╭─ Dataset

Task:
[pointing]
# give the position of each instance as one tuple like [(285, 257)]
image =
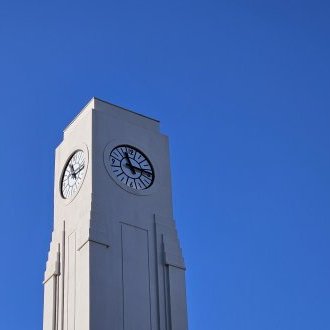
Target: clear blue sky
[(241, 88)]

╰─
╭─ Dataset

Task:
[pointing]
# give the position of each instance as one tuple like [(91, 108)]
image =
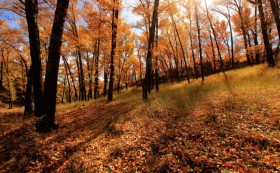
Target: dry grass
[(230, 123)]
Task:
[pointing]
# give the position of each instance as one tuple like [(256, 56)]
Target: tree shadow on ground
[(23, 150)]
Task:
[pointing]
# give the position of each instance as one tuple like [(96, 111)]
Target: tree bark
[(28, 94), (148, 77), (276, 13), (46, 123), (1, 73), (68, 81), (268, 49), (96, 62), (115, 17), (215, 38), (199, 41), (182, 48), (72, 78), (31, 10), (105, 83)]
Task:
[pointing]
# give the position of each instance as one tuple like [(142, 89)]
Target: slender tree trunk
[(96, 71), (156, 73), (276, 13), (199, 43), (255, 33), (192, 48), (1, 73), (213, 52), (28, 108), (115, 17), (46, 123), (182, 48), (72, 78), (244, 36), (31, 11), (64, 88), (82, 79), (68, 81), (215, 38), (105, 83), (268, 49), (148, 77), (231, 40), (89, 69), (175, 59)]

╰─

*Goal of the exercise*. Using the listing above, show each line holding the string "tuple".

*Reply*.
# give the position of each instance as one tuple like [(285, 257)]
# give the position of each instance as one tuple like [(91, 108)]
# give the position of each instance as one tuple like [(256, 56)]
# give the position of each instance as one tuple like [(96, 111)]
# give the position of each instance as one tuple like [(142, 89)]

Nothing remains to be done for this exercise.